## Task input
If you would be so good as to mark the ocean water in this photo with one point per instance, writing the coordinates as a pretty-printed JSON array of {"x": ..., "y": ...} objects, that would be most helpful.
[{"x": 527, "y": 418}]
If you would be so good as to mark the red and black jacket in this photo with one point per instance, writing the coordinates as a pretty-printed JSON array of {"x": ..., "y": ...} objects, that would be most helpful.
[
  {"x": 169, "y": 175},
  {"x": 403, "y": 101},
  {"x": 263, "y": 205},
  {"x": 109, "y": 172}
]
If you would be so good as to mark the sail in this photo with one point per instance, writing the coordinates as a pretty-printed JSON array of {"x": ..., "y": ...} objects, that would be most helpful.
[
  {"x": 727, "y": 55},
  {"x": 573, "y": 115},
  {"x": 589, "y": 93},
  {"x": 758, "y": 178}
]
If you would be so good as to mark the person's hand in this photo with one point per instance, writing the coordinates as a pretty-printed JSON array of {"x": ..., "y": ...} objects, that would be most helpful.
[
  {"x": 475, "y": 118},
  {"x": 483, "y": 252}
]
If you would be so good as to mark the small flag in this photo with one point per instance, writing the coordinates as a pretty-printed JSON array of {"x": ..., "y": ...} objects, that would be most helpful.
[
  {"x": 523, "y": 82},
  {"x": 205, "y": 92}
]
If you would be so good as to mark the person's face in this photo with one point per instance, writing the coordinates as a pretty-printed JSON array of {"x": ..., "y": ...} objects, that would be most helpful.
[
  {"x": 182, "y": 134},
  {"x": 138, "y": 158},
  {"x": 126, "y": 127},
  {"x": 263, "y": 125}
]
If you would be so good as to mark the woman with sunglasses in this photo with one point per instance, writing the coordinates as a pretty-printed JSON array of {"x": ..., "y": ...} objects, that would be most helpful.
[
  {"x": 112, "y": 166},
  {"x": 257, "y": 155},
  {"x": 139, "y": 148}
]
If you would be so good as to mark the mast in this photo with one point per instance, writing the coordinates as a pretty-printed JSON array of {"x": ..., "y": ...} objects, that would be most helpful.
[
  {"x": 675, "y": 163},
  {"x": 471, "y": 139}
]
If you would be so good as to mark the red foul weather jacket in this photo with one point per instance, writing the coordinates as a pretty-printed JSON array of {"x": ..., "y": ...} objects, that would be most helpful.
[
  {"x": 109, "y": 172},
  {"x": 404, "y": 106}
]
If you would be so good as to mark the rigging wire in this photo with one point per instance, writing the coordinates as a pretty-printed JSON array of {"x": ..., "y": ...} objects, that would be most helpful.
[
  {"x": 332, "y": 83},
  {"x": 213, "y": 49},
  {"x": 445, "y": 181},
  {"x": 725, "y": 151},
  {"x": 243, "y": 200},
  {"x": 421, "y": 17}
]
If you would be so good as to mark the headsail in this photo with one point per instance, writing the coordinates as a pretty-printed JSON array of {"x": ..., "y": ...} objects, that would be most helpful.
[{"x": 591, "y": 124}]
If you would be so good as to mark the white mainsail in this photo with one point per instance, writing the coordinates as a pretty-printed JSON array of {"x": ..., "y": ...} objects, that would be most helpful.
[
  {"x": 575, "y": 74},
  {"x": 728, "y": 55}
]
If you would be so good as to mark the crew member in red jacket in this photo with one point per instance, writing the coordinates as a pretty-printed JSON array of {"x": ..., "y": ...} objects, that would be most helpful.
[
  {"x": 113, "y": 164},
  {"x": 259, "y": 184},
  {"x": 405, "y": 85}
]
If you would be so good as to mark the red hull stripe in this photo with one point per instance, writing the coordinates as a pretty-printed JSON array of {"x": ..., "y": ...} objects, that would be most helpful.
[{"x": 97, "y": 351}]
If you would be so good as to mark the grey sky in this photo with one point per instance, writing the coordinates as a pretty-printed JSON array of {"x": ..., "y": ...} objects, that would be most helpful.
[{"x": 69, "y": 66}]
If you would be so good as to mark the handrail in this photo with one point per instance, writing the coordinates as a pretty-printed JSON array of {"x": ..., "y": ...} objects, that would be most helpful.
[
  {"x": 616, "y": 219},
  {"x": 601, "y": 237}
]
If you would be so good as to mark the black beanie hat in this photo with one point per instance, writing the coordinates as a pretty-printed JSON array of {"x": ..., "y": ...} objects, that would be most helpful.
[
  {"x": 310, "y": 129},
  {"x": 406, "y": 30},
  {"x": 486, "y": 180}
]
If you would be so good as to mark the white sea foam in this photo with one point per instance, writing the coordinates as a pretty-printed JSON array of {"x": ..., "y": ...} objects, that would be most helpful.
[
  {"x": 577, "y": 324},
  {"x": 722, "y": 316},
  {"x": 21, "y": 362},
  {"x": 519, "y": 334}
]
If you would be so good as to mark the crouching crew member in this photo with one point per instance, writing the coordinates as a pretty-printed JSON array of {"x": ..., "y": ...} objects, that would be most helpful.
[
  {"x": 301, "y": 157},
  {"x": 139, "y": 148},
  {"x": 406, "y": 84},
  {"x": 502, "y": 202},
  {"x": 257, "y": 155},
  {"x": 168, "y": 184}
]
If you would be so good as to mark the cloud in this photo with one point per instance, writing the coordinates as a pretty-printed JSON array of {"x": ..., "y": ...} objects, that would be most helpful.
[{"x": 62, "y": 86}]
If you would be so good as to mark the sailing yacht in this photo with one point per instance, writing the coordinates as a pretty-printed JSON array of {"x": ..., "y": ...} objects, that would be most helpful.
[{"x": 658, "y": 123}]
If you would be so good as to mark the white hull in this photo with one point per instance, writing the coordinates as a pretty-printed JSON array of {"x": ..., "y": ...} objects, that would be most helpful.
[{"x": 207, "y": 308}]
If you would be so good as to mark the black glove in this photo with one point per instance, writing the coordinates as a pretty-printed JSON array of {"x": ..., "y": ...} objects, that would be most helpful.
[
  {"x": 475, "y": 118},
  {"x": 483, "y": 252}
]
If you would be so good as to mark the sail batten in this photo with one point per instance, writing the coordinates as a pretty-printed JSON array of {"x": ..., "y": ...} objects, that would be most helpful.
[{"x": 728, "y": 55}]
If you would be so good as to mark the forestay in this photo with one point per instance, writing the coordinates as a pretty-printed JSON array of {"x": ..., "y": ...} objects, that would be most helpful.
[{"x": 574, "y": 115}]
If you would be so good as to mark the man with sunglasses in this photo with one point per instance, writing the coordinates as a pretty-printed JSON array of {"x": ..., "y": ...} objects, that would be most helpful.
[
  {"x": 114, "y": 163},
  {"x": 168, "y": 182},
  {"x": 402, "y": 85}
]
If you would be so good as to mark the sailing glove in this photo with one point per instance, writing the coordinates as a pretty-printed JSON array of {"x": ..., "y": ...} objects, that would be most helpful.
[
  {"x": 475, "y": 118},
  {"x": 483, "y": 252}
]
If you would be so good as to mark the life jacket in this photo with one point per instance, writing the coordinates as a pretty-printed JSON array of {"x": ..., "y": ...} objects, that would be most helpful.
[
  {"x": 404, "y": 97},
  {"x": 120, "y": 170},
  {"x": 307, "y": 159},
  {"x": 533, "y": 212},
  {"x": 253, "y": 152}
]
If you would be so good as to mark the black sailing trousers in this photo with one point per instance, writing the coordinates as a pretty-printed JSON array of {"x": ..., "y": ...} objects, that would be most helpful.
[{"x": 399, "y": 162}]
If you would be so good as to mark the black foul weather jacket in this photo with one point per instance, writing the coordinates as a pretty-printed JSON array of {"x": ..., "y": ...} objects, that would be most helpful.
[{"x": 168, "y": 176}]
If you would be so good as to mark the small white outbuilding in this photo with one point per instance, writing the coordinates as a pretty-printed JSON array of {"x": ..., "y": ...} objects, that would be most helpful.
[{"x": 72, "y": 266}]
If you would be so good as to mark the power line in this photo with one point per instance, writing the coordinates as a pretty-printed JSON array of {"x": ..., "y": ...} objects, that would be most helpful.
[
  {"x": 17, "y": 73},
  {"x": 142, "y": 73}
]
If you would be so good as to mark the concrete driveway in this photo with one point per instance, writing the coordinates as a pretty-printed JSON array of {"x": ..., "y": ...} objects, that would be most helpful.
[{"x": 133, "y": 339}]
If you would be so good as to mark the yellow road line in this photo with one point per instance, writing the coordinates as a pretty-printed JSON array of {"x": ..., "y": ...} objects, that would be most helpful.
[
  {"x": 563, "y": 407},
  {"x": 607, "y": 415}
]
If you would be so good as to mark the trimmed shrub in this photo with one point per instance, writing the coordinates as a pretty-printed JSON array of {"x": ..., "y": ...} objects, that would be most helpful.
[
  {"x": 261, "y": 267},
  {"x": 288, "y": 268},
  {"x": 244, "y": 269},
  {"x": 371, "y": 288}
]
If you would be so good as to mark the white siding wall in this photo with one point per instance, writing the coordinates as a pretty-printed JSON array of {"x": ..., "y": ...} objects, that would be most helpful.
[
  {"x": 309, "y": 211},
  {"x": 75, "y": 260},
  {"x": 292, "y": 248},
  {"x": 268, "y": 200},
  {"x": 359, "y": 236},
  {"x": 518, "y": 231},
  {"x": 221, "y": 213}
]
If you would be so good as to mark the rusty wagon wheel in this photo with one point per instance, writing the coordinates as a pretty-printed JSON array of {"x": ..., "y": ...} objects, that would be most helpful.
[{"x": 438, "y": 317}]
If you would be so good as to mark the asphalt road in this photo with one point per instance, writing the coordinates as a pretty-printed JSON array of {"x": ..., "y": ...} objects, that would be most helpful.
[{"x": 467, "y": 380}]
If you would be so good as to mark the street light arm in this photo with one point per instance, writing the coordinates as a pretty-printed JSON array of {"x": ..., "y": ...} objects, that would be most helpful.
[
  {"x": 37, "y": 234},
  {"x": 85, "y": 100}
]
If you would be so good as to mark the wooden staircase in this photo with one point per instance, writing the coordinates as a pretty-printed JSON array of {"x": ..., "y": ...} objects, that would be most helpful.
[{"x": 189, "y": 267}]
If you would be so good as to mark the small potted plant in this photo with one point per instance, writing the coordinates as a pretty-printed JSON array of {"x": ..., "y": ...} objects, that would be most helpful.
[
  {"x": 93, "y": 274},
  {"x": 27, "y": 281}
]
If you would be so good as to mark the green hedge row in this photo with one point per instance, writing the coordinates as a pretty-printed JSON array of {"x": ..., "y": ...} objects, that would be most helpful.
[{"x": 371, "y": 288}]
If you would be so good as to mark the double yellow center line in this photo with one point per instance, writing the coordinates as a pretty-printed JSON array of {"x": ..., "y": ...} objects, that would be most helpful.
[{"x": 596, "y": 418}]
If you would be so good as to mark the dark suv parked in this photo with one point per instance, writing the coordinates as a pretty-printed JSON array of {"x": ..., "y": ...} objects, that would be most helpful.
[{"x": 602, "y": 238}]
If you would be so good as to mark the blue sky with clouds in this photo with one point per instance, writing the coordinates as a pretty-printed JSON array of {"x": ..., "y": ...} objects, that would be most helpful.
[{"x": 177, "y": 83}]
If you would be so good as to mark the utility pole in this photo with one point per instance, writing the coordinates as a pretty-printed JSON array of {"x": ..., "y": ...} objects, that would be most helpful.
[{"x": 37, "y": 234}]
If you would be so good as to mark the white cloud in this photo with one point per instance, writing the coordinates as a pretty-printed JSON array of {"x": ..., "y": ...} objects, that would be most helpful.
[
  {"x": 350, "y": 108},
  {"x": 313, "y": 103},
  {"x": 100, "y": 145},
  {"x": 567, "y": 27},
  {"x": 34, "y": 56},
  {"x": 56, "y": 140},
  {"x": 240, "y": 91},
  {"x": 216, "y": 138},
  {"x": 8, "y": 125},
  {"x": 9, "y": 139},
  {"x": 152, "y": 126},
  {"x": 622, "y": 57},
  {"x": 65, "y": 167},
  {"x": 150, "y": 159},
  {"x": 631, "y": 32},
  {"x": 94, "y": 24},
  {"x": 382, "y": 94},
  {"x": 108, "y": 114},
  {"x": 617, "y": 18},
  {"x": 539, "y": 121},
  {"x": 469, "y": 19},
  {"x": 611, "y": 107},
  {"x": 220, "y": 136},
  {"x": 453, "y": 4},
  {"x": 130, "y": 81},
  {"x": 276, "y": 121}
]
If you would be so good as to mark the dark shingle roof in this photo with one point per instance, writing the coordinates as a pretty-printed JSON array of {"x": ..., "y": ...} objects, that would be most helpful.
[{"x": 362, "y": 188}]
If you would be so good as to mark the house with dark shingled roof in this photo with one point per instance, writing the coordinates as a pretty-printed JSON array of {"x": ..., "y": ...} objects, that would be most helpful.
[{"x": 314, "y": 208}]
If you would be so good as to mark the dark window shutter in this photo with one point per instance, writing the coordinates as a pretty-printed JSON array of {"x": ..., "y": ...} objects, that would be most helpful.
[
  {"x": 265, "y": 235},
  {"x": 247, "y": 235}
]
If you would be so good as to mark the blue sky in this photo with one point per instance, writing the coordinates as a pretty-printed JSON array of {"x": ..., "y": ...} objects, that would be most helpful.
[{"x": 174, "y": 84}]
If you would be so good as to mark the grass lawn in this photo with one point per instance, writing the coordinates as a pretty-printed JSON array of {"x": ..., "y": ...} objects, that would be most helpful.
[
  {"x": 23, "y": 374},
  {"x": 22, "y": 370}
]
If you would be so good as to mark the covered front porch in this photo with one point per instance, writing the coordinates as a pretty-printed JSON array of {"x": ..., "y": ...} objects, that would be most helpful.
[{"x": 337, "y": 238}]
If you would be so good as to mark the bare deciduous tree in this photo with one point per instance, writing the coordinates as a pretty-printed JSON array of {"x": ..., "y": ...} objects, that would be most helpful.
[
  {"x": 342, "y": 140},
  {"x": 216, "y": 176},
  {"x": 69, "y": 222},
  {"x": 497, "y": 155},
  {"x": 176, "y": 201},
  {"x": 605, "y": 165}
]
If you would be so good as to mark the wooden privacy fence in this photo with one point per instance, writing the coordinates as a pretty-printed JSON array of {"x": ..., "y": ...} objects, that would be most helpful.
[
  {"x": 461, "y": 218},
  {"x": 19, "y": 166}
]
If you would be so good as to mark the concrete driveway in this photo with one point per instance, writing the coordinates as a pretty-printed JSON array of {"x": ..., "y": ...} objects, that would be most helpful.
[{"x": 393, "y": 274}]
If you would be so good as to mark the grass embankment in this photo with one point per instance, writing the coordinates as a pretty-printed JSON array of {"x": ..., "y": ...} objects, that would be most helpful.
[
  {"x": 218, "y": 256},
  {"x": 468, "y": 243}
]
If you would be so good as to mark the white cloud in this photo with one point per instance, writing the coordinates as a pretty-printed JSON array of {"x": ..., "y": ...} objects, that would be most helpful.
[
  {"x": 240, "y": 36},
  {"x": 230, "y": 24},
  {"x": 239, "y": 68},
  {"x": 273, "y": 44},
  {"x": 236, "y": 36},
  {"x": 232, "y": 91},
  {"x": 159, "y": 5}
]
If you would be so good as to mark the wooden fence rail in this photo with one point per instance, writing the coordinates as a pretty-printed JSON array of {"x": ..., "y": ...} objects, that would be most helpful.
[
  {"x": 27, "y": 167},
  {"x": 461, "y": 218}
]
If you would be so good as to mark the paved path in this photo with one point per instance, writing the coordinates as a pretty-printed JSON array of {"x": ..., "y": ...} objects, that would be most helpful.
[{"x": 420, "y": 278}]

## Given exercise
Reproduce the listing above exactly from the line containing "the wooden fence" through its last line, with both of those lines included.

## Written solution
If you would be so good as to mark the wooden fence rail in this photo with one point per instance, writing the coordinates as a pretty-printed JSON array of {"x": ..., "y": ...} objects, that would be most helpful.
[
  {"x": 27, "y": 167},
  {"x": 461, "y": 218}
]
If you would be so good as to mark the paved path in this photo with one point per instance, writing the coordinates as a pretty-printed JSON array of {"x": ..., "y": ...} objects, that would be most helpful.
[{"x": 420, "y": 278}]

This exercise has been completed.